Some records:
★ ★ ★
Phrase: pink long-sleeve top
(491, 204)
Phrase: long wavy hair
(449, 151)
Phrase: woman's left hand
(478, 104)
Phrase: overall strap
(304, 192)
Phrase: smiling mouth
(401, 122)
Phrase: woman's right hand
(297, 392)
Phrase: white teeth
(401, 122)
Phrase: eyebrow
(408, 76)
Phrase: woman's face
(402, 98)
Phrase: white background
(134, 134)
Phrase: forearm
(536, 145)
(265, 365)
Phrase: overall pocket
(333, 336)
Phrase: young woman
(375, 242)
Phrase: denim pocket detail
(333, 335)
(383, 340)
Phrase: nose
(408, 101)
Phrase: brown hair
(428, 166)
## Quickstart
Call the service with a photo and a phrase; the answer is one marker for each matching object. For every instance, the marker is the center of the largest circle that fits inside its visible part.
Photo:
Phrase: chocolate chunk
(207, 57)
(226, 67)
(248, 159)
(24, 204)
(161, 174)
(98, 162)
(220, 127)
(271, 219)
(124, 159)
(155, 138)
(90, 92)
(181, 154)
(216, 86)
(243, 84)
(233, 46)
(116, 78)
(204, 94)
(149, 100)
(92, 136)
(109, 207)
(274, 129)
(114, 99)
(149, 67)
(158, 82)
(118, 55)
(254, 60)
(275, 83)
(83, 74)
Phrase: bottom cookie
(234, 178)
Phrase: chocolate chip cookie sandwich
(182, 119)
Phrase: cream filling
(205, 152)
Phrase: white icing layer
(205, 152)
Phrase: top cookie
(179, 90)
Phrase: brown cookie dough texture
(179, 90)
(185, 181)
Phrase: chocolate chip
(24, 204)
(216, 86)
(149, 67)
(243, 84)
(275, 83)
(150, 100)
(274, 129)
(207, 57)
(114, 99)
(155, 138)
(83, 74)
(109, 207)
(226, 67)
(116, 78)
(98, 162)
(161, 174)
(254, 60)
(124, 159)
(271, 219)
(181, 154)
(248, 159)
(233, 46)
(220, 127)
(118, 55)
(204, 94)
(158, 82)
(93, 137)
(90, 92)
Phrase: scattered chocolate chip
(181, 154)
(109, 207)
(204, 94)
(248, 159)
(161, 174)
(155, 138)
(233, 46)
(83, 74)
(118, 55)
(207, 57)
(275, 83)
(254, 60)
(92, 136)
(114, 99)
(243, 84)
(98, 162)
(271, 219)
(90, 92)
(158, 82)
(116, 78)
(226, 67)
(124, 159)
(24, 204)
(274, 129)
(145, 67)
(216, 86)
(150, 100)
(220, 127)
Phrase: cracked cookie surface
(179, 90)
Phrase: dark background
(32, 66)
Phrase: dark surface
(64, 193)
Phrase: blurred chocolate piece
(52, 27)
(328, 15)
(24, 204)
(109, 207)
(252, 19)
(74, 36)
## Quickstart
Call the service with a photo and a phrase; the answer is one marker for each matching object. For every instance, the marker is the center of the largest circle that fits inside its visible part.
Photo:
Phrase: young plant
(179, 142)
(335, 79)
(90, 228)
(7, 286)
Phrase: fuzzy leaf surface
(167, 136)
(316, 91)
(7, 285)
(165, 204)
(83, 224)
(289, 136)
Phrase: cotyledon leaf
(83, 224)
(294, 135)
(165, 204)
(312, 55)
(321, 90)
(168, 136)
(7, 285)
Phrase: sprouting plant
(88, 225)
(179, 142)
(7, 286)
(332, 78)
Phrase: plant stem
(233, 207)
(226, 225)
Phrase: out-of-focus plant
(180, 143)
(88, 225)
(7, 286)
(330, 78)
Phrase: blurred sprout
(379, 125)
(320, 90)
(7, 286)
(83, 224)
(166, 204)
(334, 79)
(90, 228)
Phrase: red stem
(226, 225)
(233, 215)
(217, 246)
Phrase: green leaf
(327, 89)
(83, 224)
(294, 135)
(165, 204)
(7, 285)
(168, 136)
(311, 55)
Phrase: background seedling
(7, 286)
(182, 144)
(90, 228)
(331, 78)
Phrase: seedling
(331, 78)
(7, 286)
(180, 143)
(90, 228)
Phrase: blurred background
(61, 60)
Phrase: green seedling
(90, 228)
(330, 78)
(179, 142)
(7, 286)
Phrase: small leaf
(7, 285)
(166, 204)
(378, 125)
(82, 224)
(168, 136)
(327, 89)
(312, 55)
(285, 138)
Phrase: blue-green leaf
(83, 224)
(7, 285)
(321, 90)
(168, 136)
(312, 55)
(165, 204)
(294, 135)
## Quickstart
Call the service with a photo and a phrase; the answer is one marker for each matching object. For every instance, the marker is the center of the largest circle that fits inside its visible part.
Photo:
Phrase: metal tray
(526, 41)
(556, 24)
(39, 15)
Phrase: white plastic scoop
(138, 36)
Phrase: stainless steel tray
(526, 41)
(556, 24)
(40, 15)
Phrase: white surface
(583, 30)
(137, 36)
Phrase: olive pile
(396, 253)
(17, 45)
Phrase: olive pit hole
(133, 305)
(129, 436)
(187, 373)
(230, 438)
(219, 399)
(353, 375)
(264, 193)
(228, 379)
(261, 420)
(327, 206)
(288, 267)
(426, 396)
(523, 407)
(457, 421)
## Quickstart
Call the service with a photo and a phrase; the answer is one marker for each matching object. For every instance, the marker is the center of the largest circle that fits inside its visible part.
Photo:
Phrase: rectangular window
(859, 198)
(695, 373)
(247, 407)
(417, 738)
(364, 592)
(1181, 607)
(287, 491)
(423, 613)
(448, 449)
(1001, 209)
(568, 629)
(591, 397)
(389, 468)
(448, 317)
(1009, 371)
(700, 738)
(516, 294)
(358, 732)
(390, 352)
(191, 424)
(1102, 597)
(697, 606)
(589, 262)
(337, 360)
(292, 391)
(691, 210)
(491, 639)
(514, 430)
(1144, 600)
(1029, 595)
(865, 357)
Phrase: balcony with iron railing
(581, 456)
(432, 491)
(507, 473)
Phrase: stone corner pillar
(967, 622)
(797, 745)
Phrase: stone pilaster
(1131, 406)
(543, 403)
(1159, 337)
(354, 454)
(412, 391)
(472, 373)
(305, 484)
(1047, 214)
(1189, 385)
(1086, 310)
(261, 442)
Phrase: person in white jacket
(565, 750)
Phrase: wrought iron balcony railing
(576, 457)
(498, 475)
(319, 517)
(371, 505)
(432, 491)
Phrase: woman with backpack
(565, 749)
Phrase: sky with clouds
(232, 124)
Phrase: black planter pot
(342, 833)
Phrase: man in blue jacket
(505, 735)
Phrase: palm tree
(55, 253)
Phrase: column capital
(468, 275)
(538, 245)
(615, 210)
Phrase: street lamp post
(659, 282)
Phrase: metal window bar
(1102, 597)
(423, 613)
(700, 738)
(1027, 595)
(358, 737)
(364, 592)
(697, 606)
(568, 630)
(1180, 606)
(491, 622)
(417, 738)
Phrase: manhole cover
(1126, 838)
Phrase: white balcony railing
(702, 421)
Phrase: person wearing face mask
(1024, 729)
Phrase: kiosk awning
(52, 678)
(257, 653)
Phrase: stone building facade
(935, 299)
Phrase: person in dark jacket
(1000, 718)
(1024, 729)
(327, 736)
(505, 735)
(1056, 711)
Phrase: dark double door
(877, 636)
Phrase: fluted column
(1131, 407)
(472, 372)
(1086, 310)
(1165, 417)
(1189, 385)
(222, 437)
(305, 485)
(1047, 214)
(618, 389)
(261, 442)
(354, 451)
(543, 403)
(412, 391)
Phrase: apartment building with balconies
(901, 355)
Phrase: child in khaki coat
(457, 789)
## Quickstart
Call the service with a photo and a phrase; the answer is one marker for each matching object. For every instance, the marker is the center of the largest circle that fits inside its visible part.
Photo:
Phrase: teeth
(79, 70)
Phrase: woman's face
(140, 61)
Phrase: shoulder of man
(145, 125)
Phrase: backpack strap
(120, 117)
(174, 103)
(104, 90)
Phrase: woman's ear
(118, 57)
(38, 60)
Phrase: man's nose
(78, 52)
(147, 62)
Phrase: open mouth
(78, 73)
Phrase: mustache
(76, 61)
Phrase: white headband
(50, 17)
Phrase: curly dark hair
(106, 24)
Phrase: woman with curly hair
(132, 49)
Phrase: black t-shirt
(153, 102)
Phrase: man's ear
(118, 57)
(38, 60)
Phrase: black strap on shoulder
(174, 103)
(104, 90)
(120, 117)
★ ★ ★
**Required task**: Output only the lines from the one holding "Phrase: shoulder of man" through the last line above, exactly as they appear.

**Complete response**:
Phrase: shoulder of man
(145, 125)
Phrase: backpack strap
(120, 117)
(174, 103)
(104, 90)
Phrase: woman's ear
(118, 57)
(38, 60)
Phrase: man's nose
(78, 52)
(147, 62)
Phrase: open mouth
(78, 73)
Phrase: mustache
(76, 61)
Phrase: white headband
(50, 17)
Phrase: curly dark hair
(106, 24)
Phrase: woman with curly hair
(132, 49)
Phrase: black t-shirt
(153, 102)
Phrase: man's ear
(118, 57)
(38, 60)
Phrase: black strap on shoulder
(174, 103)
(104, 90)
(120, 117)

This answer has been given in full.